=== KUTIPAN TERPILIH ===
--------------------

Ilmu tasawuf adalah ilmu yang menekankan rasa dari pada rasio. Sebagian pakar
mengatakan bahwa metode ilmu tasawuf adalah intuisi, atau ilham, atau inspirasi
yang datang dari Tuhan.
Ilmu kalam memiliki
hubungan sengan disipin ilmu-ilmu keislaman lainnya. Ilmu kalam berhubungan
terutama dengan filsafat dan tasawuf dan yang lainnya misalnya fiqih dan ushul
fiqih ditinjau melalui objek kajian, hasil kajian (kebenaran) yang memuncukan
titik persamaan diantara ketiganya sedangkan metode, perkembangan keilmuan,
dasar argumentasi, dan dilihat dari aspek aksiologi sehingga muncul pula titik
perbedaan diantara ketiganya
1. Apa
definisi tentang Ilmu Kalam, Filsafat dan Tasawuf?
C. Tujuan Penulisan
1. Mengetahui
definisi tentang Ilmu Kalam, Filsafat dan Tasawuf.
2. Dapat
mengetahui hubungan antara Ilmu kalam, Filsafat dan Tasawuf
1.
Ilmu
Kalam
Secara etimologi Kalam
berarti “kata-kata”. Kata-kata disini di maksudkan adalah kata-kata (firman)
Allah. Jadi ilmu kalam adalah ilmu yang mempermasalahkan kalam Allah, tetapi
ada juga sekelompok orang yang mengatakan maksud kalam disini adalah kata-kata
manusia, alasannya karena dulu sering terjadi ajang bersilat lidah untuk
mempertahankan persepsi masing-masing, mereka disebut mutakalimin yaitu
orang-orang yang ahli berbicara mengenai ketuhanan yang berlandaskan kepada
kalam Allah.
Ilmu Kalam membahas
iman dan akidah dari berbagai aspek dan memaparkan alasan-alasan yang
memperkuat pembahasan tersebut. Ilmu kalam ini merupakan studi tentang doktrin
(akidah) dan iman Islam. Secara sederhana Murtadha Muthahhari mendefinisikan
bahwa ilmu kalam adalah sebuah ilmu yang mengkaji doktrin-doktrin dasar atau
akidah-akidah pokok Islam. Ilmu kalam mengidentifikasi akidah-akidah pokok dan
berupaya membuktikan keabsahannya dan menjawab keraguan terhadap akidah-akidah
pokok tersebut. karena sebagian besar perdebatan tentang akidah-akidah Islam
berkisar seputar huduts (kemakhlukan, keterciptaan,
temporalitas) atau qidam (keabadian) firman atau kalam Allah, maka disiplin
yang membahas akidah utama agama Islam pun mendapat sebutan “ilmu kalam”
(secara harfiah, ilmu firman).[1]
Ilmu
kalam berfungsi untuk menjaga kemurnian dasar-dasar agaman dan memberikan
dasar-dasar argumentasi yang kuat di hadapan para penentangnya. Memberikan
arahan dan petunjuk kepada orang-orang yang membutuhkan nasihat, khususnya jika
Islam bersinggungan dengan teologi agama lain dalam masyarakat yang heterogen.

--------------------

=== TUGAS TERTULIS 1 ===
Jawablah pertanyaan berikut berdasarkan kutipan tentang ilmu kalam.
(a) Apa yang lebih ditekankan ilmu tasawuf dibandingkan rasio?
(b) Apa arti kata "Kalam" secara etimologi?
(c) Apa sebutan bagi orang-orang yang ahli berbicara mengenai ketuhanan dengan berlandaskan kalam Allah?

--------------------

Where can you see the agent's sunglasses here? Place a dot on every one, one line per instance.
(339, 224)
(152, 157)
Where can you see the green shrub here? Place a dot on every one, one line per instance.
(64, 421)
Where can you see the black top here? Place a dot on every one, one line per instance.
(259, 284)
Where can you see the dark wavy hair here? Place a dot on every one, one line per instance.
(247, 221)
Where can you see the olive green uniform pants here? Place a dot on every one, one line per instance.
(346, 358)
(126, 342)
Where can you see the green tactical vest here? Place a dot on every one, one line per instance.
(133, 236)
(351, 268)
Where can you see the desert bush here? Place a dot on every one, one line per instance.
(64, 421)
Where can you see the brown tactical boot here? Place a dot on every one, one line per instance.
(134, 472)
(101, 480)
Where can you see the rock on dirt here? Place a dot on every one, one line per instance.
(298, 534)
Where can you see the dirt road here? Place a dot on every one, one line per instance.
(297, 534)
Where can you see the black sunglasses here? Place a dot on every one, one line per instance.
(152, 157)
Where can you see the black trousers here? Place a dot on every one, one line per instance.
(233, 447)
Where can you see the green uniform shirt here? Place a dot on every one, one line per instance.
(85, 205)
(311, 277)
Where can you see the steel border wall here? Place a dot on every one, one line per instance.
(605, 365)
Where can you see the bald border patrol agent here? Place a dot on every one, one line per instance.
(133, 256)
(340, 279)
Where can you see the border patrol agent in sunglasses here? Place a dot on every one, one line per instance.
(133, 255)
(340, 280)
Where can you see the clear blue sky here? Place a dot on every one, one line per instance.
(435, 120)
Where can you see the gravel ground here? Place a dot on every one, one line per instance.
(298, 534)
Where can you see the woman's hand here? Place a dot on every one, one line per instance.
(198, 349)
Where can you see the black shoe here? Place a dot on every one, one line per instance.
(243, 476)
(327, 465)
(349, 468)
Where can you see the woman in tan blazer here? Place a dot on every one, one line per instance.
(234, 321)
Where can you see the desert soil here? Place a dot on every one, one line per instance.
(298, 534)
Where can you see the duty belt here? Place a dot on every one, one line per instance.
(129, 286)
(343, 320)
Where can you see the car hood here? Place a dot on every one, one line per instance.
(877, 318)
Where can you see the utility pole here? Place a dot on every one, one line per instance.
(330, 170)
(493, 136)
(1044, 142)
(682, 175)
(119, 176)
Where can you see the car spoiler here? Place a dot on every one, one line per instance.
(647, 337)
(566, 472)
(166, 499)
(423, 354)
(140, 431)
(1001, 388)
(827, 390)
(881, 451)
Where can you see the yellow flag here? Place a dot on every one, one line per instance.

--------------------

=== TUGAS TERTULIS 2 ===
Laporkan setiap baris catatan yang memuat kata "uniform".

=== HASIL 1 ===
(a) Rasa.
(b) "Kata-kata".
(c) Mutakalimin.

=== HASIL 2 ===
Where can you see the olive green uniform pants here? Place a dot on every one, one line per instance.
Where can you see the green uniform shirt here? Place a dot on every one, one line per instance.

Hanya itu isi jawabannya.